**STATED GOAL:**
From the material below, return each line that contains the word "beam", copying those lines unchanged.

[Some records]
☆ ☆ ☆ ☆

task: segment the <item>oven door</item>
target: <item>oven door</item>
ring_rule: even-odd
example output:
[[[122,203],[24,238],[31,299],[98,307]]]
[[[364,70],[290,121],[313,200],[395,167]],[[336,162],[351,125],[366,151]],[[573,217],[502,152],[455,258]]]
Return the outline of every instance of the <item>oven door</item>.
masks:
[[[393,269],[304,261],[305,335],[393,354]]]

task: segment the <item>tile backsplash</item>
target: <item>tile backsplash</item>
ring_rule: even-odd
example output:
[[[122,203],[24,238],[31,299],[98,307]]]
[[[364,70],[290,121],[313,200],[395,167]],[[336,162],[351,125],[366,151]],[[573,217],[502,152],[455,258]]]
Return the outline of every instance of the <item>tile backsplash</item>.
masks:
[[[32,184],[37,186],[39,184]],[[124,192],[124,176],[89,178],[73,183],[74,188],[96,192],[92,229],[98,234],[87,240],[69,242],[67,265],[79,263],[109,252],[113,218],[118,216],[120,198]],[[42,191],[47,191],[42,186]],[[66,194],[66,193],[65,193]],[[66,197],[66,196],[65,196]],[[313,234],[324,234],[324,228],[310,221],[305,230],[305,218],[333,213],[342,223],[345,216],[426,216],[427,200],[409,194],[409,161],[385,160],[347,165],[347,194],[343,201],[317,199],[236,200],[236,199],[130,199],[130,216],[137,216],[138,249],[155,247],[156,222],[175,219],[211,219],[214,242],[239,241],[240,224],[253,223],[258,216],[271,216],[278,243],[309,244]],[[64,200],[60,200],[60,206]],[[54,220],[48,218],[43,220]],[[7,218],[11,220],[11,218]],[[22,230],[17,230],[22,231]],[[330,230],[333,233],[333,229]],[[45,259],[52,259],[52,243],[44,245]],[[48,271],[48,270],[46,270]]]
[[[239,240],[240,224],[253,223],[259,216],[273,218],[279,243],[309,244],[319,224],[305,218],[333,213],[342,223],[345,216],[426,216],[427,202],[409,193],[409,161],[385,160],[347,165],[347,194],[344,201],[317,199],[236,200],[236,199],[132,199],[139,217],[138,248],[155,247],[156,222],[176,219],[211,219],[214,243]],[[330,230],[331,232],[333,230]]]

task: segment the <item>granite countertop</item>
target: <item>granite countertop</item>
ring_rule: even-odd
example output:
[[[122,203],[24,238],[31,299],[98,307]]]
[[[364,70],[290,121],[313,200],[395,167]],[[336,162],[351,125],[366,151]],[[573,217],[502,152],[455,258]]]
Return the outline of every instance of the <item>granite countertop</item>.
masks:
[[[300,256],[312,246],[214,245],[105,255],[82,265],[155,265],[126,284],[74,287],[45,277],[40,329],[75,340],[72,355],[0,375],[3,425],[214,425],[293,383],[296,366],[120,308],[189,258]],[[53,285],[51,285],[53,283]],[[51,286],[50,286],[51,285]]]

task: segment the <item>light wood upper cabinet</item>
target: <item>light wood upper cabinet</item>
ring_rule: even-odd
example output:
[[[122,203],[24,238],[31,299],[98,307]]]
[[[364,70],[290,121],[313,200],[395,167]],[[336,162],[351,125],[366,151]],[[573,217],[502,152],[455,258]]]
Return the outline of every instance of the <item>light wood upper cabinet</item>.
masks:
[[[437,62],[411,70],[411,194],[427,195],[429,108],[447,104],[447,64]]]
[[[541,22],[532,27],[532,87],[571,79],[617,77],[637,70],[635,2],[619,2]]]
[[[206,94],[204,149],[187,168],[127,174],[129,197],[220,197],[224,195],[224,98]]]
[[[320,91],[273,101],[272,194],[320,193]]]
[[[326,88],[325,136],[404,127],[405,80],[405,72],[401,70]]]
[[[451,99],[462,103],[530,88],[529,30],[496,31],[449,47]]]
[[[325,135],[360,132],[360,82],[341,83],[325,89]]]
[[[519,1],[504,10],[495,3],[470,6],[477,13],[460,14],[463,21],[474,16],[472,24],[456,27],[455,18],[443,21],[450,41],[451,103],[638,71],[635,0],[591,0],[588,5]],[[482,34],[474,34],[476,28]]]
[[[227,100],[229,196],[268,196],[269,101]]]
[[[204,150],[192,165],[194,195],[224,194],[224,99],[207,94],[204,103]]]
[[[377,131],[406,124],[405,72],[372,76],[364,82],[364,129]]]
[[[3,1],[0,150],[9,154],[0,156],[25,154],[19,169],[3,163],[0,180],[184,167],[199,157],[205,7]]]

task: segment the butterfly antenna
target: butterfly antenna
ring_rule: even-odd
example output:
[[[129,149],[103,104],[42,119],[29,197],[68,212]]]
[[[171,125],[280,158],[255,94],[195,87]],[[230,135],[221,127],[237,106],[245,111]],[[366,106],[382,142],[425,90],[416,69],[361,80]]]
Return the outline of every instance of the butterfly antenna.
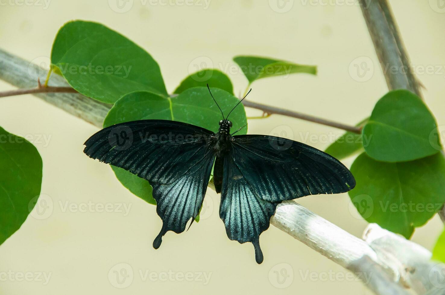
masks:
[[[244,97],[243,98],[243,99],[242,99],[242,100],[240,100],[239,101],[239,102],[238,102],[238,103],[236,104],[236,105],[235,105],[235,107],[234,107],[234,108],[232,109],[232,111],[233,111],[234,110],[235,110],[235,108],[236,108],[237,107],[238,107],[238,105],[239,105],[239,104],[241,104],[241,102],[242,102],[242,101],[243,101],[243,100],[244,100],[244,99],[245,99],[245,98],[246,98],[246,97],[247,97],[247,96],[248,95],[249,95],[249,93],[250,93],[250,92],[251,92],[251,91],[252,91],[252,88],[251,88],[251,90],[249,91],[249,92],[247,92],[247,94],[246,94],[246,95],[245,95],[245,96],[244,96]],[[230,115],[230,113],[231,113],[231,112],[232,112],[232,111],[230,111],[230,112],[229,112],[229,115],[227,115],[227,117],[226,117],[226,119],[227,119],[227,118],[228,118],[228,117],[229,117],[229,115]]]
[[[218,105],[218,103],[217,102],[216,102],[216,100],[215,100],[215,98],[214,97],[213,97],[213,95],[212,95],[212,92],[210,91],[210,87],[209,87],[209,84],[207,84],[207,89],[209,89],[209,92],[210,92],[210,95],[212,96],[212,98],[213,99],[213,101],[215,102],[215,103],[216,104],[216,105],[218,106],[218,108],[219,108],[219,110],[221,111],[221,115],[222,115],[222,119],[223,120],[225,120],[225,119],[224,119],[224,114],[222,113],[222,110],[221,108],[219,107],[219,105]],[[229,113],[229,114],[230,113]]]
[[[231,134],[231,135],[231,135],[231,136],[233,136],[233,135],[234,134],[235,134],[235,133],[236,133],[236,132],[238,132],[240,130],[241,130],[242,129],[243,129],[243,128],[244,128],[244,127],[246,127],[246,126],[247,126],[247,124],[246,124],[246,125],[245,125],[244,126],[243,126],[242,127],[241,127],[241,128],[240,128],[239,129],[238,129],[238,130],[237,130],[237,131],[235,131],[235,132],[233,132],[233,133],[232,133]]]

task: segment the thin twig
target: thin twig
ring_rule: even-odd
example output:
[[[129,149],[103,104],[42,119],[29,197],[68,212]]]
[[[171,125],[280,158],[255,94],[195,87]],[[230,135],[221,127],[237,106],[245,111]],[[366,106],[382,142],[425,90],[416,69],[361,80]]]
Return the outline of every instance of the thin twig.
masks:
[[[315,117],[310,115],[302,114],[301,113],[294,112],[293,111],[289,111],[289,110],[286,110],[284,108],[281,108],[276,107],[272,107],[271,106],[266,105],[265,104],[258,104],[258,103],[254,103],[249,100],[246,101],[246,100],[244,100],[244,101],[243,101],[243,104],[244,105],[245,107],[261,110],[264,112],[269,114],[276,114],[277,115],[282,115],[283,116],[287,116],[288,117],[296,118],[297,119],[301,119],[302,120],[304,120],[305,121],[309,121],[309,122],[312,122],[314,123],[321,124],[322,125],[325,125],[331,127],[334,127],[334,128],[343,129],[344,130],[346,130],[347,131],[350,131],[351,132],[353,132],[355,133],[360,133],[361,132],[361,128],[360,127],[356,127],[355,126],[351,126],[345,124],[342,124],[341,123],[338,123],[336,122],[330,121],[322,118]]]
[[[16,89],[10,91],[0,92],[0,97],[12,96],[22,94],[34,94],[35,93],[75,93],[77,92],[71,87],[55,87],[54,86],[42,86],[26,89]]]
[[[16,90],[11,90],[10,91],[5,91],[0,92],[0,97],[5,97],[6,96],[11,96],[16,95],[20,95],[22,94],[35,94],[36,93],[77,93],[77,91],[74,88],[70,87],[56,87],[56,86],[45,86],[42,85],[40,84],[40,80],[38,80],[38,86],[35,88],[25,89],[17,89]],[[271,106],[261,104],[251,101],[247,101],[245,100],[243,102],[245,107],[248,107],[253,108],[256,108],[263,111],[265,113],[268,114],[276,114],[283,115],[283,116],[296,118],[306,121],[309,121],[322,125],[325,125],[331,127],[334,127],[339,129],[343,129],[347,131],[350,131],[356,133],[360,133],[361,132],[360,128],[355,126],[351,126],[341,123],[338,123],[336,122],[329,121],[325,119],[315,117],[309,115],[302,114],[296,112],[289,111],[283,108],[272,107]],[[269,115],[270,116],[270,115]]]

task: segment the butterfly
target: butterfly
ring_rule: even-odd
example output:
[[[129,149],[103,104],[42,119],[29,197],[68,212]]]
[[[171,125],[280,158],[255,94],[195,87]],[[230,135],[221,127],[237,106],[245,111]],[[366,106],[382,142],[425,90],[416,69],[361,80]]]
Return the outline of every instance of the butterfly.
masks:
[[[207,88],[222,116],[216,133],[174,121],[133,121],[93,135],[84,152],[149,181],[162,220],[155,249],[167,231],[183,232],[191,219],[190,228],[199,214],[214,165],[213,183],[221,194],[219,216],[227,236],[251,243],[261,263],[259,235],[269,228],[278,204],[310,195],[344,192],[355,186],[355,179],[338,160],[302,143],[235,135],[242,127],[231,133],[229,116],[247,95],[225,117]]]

☆ ☆ ☆ ☆

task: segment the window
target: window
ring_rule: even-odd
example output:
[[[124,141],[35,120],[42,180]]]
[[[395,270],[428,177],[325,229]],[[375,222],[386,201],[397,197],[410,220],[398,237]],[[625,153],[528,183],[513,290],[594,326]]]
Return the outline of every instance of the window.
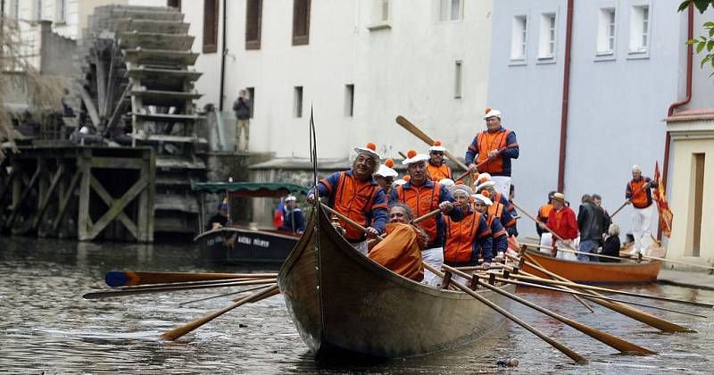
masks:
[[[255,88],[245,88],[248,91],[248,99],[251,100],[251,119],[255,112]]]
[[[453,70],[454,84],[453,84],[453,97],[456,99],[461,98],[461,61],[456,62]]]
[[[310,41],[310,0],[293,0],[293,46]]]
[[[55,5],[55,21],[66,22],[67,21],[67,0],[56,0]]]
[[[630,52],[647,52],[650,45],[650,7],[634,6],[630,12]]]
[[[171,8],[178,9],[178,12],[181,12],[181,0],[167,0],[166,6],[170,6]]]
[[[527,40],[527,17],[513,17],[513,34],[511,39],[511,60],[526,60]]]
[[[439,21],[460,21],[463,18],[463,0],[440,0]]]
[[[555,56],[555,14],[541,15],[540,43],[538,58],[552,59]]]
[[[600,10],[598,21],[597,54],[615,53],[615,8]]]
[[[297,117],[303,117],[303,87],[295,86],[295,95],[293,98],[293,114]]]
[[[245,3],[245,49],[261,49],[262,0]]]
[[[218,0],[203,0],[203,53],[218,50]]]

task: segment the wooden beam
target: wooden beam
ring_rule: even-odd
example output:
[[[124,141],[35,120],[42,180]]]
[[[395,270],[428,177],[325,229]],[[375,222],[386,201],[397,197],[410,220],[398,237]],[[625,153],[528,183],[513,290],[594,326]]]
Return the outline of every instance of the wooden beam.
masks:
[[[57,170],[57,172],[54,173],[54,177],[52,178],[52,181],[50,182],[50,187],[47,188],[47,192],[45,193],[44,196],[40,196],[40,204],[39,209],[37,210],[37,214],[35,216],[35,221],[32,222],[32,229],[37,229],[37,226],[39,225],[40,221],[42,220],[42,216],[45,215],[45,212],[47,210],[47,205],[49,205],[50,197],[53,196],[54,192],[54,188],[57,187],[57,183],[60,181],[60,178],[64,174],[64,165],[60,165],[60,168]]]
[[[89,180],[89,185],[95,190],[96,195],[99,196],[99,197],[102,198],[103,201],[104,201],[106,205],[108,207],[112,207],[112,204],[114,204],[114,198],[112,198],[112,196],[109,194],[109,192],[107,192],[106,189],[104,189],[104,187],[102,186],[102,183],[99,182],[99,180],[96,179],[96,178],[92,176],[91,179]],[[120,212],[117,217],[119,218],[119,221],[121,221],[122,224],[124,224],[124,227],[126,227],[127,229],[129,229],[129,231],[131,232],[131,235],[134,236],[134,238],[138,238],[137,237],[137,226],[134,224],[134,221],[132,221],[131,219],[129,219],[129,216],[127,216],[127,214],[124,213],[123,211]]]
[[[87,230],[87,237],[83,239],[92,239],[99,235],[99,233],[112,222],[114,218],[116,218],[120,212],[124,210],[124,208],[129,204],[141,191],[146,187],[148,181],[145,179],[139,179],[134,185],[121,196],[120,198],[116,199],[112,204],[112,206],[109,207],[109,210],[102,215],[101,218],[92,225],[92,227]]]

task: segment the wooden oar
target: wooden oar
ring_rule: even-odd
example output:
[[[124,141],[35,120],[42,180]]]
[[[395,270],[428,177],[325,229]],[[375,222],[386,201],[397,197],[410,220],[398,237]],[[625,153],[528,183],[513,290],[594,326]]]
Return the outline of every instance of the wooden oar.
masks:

☆ ☆ ☆ ☆

**RIGHT ANSWER:**
task: segment the wooden beam
target: wooden beam
Return the outline of every instance of the wooden beam.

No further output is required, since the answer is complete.